**Exercise description:**
The records shown below are to be repeated exactly and completely.

(Beginning of Records provided)

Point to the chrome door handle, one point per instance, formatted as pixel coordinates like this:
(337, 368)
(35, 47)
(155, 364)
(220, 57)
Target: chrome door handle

(End of Records provided)

**Task solution:**
Point to the chrome door handle, one point per instance, formatted as pixel coordinates like this:
(337, 368)
(35, 47)
(155, 364)
(220, 57)
Target: chrome door handle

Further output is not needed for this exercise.